AIM OF THE EXERCISE:
Find the string "green" in the records and copy each line where it occurs.

Natural language region descriptions:

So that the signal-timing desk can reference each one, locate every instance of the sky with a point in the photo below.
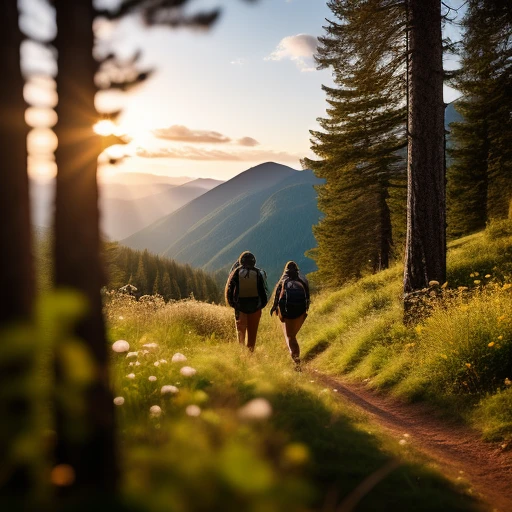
(220, 101)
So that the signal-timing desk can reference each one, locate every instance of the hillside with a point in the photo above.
(268, 209)
(128, 202)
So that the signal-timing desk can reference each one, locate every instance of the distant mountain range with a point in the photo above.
(268, 209)
(128, 201)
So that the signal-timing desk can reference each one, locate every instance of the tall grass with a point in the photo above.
(244, 431)
(459, 355)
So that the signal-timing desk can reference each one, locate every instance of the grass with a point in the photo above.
(206, 450)
(459, 356)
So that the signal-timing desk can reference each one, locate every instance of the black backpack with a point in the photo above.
(293, 301)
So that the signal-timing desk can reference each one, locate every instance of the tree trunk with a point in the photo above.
(425, 258)
(86, 440)
(16, 273)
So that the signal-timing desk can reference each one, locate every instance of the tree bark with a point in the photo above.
(425, 258)
(85, 441)
(16, 274)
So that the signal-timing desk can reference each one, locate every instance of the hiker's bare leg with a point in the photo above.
(241, 327)
(291, 327)
(253, 321)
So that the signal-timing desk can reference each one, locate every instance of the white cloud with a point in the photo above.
(204, 154)
(300, 49)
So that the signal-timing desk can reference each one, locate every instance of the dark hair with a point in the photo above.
(247, 259)
(291, 269)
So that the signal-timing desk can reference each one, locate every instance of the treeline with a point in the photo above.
(152, 274)
(362, 145)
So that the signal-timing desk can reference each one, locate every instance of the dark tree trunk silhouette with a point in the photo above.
(87, 443)
(16, 269)
(425, 258)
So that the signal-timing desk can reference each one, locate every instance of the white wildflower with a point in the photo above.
(188, 371)
(193, 410)
(155, 411)
(168, 389)
(257, 409)
(120, 346)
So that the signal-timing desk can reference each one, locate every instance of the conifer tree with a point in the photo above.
(16, 273)
(425, 258)
(479, 185)
(361, 145)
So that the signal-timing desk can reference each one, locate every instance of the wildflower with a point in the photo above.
(188, 371)
(62, 475)
(155, 411)
(120, 346)
(257, 409)
(193, 410)
(168, 389)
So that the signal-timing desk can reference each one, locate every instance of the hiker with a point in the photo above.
(246, 292)
(291, 304)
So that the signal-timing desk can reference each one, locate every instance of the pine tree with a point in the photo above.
(425, 258)
(16, 275)
(479, 185)
(361, 145)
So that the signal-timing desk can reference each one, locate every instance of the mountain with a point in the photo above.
(128, 203)
(268, 209)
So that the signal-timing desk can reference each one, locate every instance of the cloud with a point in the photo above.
(201, 154)
(300, 49)
(248, 141)
(183, 134)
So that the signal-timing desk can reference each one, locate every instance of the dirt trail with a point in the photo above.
(457, 450)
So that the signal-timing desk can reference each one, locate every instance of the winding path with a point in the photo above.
(458, 450)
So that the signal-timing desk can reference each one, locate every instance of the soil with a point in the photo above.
(457, 450)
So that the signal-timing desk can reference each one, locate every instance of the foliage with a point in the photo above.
(360, 149)
(458, 354)
(479, 177)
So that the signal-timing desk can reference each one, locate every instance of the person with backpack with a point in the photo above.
(246, 291)
(291, 304)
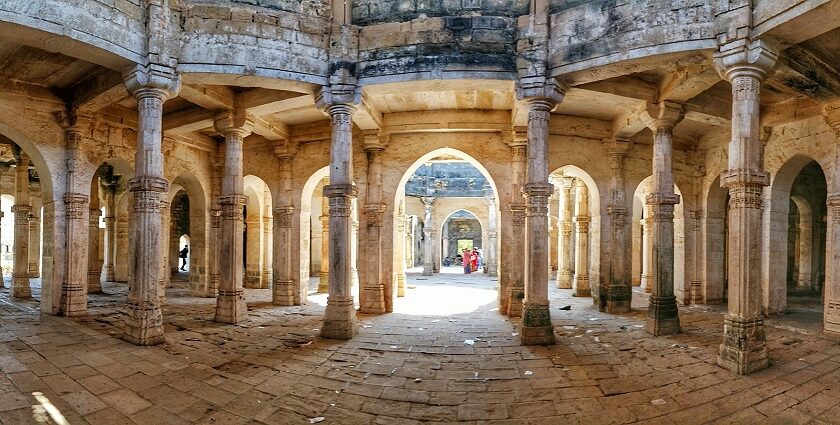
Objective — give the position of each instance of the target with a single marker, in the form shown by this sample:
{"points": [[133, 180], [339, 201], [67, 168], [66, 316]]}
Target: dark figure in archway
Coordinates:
{"points": [[183, 256]]}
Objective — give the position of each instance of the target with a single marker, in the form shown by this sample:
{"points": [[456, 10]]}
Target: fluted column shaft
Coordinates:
{"points": [[580, 283], [230, 304], [663, 318], [340, 315], [21, 210], [744, 347]]}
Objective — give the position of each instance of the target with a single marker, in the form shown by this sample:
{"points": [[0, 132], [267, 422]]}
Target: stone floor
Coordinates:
{"points": [[445, 356]]}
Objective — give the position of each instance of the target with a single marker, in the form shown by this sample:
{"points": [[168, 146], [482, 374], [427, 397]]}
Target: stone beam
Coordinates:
{"points": [[100, 90], [212, 98]]}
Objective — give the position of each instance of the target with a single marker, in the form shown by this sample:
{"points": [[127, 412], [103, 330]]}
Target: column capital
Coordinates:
{"points": [[152, 80], [233, 123], [754, 58]]}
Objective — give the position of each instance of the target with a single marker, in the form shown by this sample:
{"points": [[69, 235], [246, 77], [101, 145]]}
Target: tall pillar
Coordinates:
{"points": [[230, 304], [490, 260], [340, 315], [285, 284], [35, 238], [663, 317], [744, 347], [400, 249], [324, 275], [94, 261], [580, 284], [564, 274], [519, 157], [21, 209], [373, 295], [536, 318], [151, 85], [616, 297], [428, 230], [647, 249]]}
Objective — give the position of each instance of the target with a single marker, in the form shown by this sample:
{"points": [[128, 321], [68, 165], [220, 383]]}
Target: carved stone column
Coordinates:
{"points": [[519, 157], [340, 315], [663, 318], [151, 85], [94, 261], [230, 304], [536, 318], [580, 284], [21, 209], [744, 348], [616, 297], [490, 260], [373, 294], [285, 284], [428, 232], [564, 275], [324, 275]]}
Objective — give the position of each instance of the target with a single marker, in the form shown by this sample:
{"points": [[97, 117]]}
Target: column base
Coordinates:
{"points": [[663, 316], [536, 325], [230, 306], [144, 325], [372, 300], [580, 287], [744, 348], [400, 284], [323, 283], [517, 295], [618, 298], [283, 293], [20, 287], [339, 319], [564, 280]]}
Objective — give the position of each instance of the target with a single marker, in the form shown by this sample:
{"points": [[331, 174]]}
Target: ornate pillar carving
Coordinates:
{"points": [[616, 297], [580, 284], [373, 295], [744, 64], [340, 316], [151, 85], [663, 318], [230, 304], [540, 98]]}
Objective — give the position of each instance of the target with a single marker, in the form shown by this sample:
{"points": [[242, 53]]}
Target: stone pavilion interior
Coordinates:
{"points": [[263, 212]]}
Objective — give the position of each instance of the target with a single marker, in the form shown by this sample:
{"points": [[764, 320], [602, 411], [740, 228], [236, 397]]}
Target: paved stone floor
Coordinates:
{"points": [[445, 356]]}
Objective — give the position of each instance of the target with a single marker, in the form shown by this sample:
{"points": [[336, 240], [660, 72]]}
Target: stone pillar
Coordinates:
{"points": [[35, 239], [373, 295], [428, 231], [519, 156], [490, 259], [647, 249], [21, 209], [536, 318], [94, 261], [580, 284], [230, 304], [564, 277], [400, 251], [616, 297], [663, 318], [324, 275], [151, 85], [340, 315], [744, 347], [283, 290]]}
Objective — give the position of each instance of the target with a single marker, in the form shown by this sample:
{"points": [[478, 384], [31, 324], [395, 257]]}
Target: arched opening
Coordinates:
{"points": [[643, 251], [577, 202], [795, 250], [446, 202]]}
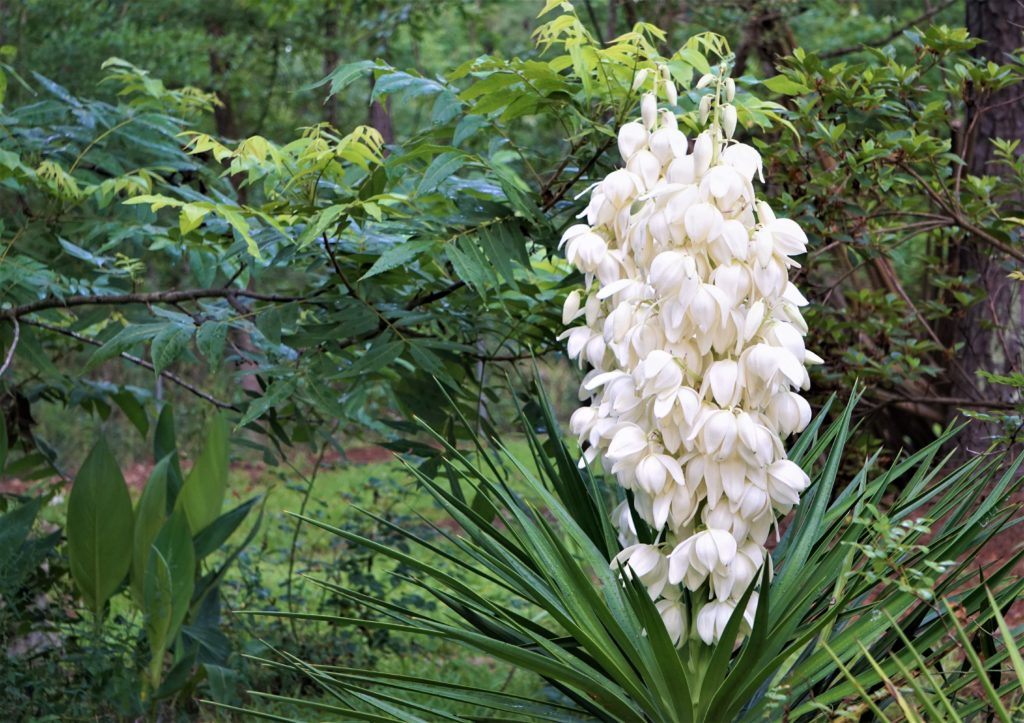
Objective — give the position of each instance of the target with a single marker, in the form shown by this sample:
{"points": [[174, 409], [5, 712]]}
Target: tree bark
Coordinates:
{"points": [[991, 331], [331, 58]]}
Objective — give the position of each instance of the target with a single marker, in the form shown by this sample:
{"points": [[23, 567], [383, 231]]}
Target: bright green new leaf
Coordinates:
{"points": [[785, 86]]}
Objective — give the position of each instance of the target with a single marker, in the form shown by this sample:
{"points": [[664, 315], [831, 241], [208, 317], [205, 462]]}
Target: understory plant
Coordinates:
{"points": [[724, 578], [694, 338], [120, 610], [541, 530]]}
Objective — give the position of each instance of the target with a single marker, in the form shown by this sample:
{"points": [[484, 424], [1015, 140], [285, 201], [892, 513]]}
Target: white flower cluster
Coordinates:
{"points": [[695, 340]]}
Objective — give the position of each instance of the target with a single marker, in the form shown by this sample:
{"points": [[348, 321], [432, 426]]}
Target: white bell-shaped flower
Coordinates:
{"points": [[694, 339]]}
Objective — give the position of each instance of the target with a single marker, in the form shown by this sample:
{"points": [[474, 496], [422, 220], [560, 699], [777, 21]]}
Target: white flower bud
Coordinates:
{"points": [[694, 340], [729, 120], [570, 309], [632, 137], [648, 111], [704, 109], [639, 79]]}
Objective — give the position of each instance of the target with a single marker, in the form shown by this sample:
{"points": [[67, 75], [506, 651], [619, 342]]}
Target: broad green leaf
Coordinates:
{"points": [[170, 578], [203, 492], [165, 444], [218, 532], [151, 512], [99, 527], [785, 86], [210, 339]]}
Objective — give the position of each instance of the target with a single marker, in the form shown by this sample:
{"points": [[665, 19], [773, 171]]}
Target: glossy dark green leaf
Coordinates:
{"points": [[99, 528], [203, 492]]}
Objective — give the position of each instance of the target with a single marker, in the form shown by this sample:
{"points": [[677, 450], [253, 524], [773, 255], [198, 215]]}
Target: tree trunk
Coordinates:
{"points": [[991, 331], [331, 58], [380, 116]]}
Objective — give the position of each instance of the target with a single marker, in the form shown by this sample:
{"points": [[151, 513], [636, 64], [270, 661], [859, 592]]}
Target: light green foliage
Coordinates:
{"points": [[987, 681], [886, 190], [600, 642]]}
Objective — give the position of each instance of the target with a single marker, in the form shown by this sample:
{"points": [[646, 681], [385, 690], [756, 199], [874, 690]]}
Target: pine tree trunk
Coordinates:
{"points": [[992, 331]]}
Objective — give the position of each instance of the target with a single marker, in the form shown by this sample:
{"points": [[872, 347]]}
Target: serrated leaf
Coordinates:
{"points": [[275, 393], [169, 344], [190, 217], [397, 255], [439, 169], [122, 341], [210, 340], [375, 358]]}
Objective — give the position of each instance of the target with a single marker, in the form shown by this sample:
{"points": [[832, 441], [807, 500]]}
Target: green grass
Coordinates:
{"points": [[259, 580]]}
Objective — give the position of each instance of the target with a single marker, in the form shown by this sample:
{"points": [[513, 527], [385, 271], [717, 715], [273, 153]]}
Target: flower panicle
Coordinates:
{"points": [[693, 337]]}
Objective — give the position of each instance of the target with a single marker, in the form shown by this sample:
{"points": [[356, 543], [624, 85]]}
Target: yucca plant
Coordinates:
{"points": [[545, 540], [982, 683]]}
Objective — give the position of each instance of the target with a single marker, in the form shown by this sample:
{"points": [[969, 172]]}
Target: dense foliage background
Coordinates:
{"points": [[312, 224]]}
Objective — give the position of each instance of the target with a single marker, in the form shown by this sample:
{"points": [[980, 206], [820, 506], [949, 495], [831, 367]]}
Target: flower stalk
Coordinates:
{"points": [[694, 340]]}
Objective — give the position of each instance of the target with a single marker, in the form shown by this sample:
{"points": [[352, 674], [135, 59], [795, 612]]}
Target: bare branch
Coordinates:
{"points": [[13, 345], [157, 297], [892, 36]]}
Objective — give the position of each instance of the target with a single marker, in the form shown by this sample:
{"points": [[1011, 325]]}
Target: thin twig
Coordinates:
{"points": [[169, 376], [550, 204], [958, 218], [13, 345], [157, 297], [892, 36]]}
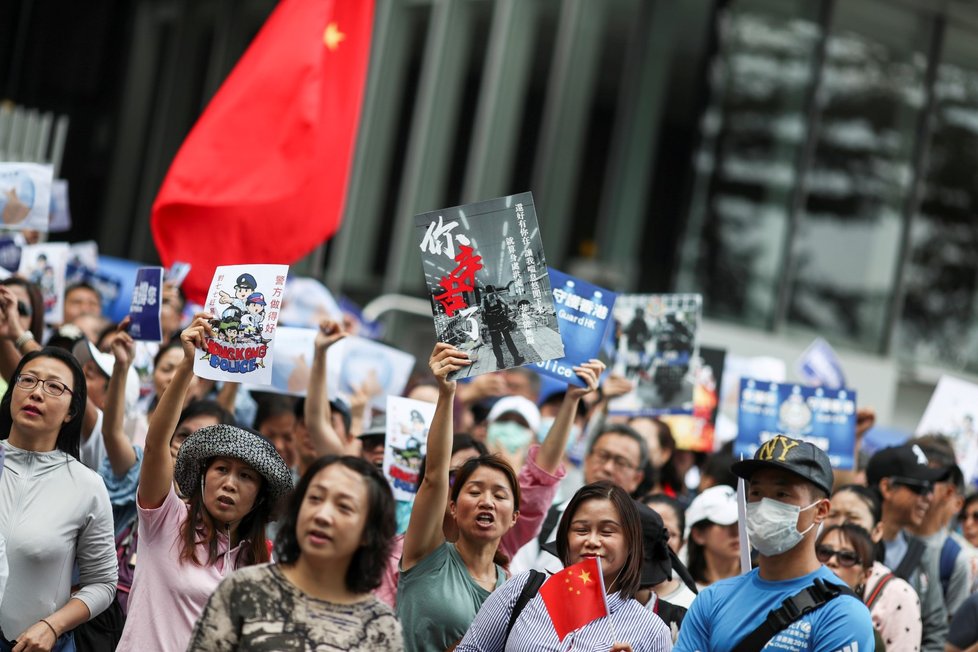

RESPONSE AREA:
Target: bright green new leaf
Target: broad green leaf
Target: glossy dark green leaf
Target: light green foliage
Target: green grass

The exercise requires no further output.